On this account contemporary belief in witches and sorcery and supernatural are neither beliefs of the rural nor culturally underdeveloped. They are beliefs of ‘ultra-developed people who require continual innovations.’ Corporate storytellers like Disney fail to show the multi-dimensionality of the witch and portray her as simply evil. They are products of the male gaze and mass media manipulation of images of powerful women who often took the role of protecting virgins from male intrusion. Witches tangle with fairies in a competing set of narratives and images about violence and misogyny, resistance and domination within a patriarchy.
Persecuted heroines are also key elements in these stories. The stereotype makes them helpless, passive, obedient and industrious. Fairy stories were early stories where women were assertive, confident and courageous. Only towards the end of the nineteenth century were heroines starting to show characteristics of the witches and fairies. Zipes examines the women storytellers, collectors and heroines of tales of rape, incest, abuse and violation. Zipes gives us in full four stories as case studies collected respectively by Gonzenbach, Levesque, Nemcova and Busk – ‘The Snake Who Bore Witness for a Maiden’; ‘Marion’; ‘The Twelve Months’; and ‘Mari Wood.’ They are tales of ‘rape, starvation, attempted murder, physical and psychological abuse, and incest.’ They are difficult to find in anthologies. The heroines are cunning and resilient. Zipes gives smart biographical details of the four collectors to emphasise his point that notions of folk tales have been determined by a restricted repertoire that has excluded collections such as those of Busk et al. Zipes is interested in the way collections are collected and transmitted, so this is not a moralized point, rather it is treated as an interesting and relevant datum. Similarly, Zipes chides those who criticize the brothers Grimm for being more literary products than true to their oral roots. ‘There is nothing “immoral” in what the Grimms did… and nothing immoral in editing and appropriation. Yet it is crucial for the understanding of folklore, fairytales and cultural history that the complexity of the process of their collection be open to study and evaluated and compared with other collections.’ The fifth chapter brings to the foreground obscure, neglected and obfuscated figures of great significance from the past. As Zipes says: ‘ Hardly anyone – and this includes folklorists and fairy-tale scholars – knows anything about the tales of Laura Gonzenbach, Bozena Nemcova, Nannette Levesque and Rachel Busk, despite great advances made in feminist studies that led to the rediscovery of important women European writers of fairy tales from the seventeenth century to the present.’
The sixth chapter continues the examination of neglected fairy tales and looks at Giuseppe Pitre as a case study showing the ‘profundity of the oral tradition and why middle-class professionals turned to examining tales that stemmed from common people.’ Zipes notes that serious scholarship on fairy stories and folk talles generally is being eroded in Universities as Humanity Departments come under pressure. Folklore has become marginalized. The mass media spread uninform nonsense encouraging people to stop wondering about why we tell so many stories all the time. The new corporate culture of universities particularly in the UK and the USA misunderstands folklorists and denigrate historical, anthropological and ethnological work.

**Excerpted data**

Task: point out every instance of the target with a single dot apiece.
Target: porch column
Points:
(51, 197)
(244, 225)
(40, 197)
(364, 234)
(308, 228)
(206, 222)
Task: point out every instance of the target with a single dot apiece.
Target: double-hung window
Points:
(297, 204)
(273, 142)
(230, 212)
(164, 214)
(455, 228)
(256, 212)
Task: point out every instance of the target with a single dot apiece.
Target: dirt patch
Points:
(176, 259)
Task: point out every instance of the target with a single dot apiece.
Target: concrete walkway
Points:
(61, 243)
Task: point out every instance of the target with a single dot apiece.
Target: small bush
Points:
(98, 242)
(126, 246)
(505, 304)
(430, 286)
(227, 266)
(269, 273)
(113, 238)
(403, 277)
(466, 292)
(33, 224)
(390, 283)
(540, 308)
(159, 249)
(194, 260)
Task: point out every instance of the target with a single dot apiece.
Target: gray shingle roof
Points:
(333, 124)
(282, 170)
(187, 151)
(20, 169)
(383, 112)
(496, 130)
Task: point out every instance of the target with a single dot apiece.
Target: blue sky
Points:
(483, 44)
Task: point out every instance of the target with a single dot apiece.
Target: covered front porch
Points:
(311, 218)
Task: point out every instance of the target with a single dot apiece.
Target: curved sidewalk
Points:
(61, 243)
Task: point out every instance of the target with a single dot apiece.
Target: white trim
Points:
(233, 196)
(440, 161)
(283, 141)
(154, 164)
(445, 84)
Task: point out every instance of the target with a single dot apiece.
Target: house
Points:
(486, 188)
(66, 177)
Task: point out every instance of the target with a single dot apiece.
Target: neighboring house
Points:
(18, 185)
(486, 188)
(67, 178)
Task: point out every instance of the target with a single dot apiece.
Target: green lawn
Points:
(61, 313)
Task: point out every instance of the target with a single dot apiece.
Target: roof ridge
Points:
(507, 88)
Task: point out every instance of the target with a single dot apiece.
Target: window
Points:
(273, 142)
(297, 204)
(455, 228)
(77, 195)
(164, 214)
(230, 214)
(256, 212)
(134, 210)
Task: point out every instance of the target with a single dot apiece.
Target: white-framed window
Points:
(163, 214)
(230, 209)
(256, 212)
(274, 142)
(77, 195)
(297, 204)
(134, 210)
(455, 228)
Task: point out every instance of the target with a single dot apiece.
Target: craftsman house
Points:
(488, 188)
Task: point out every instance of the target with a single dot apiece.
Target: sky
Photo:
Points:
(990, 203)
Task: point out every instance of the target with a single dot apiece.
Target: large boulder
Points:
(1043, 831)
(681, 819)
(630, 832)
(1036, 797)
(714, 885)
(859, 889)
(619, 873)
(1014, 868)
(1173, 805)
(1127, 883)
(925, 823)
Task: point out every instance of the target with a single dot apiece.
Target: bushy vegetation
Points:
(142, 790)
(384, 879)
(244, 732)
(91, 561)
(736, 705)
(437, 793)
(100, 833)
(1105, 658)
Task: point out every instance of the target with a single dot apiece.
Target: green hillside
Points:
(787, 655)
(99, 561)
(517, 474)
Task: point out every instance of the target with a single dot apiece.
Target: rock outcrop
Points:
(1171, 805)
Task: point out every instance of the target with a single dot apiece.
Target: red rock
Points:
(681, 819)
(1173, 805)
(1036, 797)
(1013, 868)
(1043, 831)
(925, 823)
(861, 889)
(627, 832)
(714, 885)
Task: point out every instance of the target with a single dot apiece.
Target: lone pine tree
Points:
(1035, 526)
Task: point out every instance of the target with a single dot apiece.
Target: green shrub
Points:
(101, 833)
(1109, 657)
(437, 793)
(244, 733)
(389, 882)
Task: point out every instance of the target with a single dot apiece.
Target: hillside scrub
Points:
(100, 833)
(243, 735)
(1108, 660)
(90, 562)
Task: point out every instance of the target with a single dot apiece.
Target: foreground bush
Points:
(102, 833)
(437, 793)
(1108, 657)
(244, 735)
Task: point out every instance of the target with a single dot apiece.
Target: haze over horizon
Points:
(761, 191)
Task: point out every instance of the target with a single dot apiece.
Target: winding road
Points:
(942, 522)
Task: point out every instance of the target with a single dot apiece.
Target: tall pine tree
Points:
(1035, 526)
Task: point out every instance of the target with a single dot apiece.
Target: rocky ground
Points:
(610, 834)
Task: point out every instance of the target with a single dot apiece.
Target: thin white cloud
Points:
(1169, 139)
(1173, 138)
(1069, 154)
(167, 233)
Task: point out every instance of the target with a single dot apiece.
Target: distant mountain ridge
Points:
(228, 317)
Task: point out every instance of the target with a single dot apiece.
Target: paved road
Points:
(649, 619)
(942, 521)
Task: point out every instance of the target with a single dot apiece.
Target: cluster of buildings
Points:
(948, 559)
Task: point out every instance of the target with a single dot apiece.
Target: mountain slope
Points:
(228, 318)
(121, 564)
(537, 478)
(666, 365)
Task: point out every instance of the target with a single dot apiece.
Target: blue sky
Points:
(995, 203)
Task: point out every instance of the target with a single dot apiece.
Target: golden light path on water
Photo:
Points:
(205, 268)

**What to do**
• a. Find each line in the listing that contains the string "window" and copy those lines out.
• b. Please carry on the passage about Zipes's study of fairy tales and folklore from the point where it stops.

**Answers for the tasks**
• a.
Target: double-hung window
Target: window
Target: white-framed window

• b.
The studies were originally thought important as a new emerging society seemed to move away from folklore to science. Modern people however still heard folklore on the lips of the ‘backward portion of society’ where, according to Bronner; ‘ … the past was directed forward.’ Folk stories uncovered ‘a usable, hidden past’. The Brothers Grimm used their stories from the German past to foster a united nation. They were enormously influential in the transmission of folk tales from other countries and served as catalysts for work of other folklorists elsewhere. Giuseppe Pitre is an Italian folklorist whose obscurity masks his comparability to the Grimms that was noted in an obituary notice in 1916.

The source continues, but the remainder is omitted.